• Data listing:

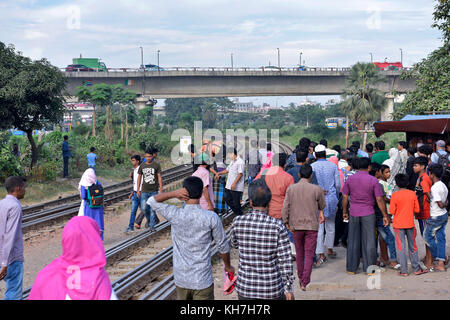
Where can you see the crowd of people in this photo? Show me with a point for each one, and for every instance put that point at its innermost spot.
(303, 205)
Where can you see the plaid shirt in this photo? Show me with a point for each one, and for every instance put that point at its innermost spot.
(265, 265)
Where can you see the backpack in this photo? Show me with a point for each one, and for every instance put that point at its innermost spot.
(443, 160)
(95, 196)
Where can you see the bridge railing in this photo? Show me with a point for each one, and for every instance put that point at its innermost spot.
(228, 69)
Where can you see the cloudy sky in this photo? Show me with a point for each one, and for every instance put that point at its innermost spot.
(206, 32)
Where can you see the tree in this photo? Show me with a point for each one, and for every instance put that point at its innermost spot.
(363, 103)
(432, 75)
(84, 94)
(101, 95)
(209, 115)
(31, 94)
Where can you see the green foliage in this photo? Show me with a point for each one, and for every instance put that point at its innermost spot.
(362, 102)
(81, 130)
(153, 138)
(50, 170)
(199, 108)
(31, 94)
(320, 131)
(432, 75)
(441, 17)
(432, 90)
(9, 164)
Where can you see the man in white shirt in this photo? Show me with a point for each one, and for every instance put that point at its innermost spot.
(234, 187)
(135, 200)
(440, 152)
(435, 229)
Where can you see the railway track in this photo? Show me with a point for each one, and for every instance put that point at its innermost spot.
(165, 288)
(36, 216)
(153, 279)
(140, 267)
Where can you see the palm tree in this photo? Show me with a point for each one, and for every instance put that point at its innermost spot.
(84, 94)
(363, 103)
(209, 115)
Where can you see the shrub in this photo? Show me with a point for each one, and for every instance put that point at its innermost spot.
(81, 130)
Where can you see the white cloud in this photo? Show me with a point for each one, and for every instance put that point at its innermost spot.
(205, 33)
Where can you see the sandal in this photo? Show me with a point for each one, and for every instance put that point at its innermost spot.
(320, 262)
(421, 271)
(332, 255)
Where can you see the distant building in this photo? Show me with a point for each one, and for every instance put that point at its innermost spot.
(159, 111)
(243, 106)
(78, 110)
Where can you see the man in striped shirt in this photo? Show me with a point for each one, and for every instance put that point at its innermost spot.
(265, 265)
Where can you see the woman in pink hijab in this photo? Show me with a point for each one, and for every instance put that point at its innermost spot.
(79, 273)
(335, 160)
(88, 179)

• Given problem: Reproduce all of the items above word for word, omitting the pictures.

• Worked answer:
Where can you see the crowd of people in this photo? Show me with a point for each one, and for every instance put that point at its innermost spot.
(303, 205)
Where can you see the plaid shirt in this photo? Show me with a point for each one, and for every instance put that point at its innermost spot.
(265, 265)
Where can you see the backpack in this photo? Show me with a point for each one, and for every instance put that point at its innermost spot.
(443, 160)
(95, 196)
Where can you see the bridge railing in this photo? Show me with a point for each one, and for every instance put that point at its innermost spot.
(228, 69)
Where can you see the cloudy sky in this photo? Show me with a point for each one, and for every instance put that point at its innermost spot.
(206, 32)
Where can you see the tree in this photo? Show me with a point for each one, and for every instance put that point at its innermost spot.
(363, 103)
(432, 75)
(84, 94)
(101, 95)
(209, 115)
(31, 94)
Where can you see the green foliage in this photo? Show me with a point for each one, and for every instance put that point at its innermost spot.
(362, 102)
(81, 130)
(153, 138)
(50, 170)
(199, 108)
(31, 94)
(320, 131)
(432, 75)
(441, 17)
(432, 90)
(9, 164)
Where can you see the man in white shirt in this photo? Show me with a point for each one, and for every instance put that point at its innermost spot.
(234, 187)
(135, 200)
(440, 152)
(435, 229)
Where can you see the railway track in this photo? Show me with a point for each one, and for every instance put that point at its innermost spot.
(165, 288)
(36, 216)
(153, 279)
(140, 267)
Where can you see the palm tree in this photo? Show me with a point for each one, and for every instance put that point at its innermost spot.
(84, 94)
(363, 103)
(209, 115)
Where can you see the shrub in this photo? Show me with a point for each one, and for every instance put that point at its innermost spot.
(81, 130)
Where can you see the white cloud in this photo? Show me with a point for each one, and for every instance put that point at its innermost spot.
(205, 33)
Where can you see the sandal in this photo? Show me with a point for each one, and for every instance put that point at its innermost spot.
(320, 262)
(421, 271)
(332, 255)
Where can you see the distant building in this photo? Show me with a point for each one, and for every instance put that point at its innermost spot.
(159, 111)
(243, 106)
(78, 110)
Where can you see the man in striped shirt in this photo? Show me with a point for each one, and for every instance put that point at its innermost spot.
(265, 265)
Where can you see the woman in pink hijab in this photo? Show me with a point for each one, and for every instance put that point at its innermost spot.
(79, 273)
(335, 160)
(88, 179)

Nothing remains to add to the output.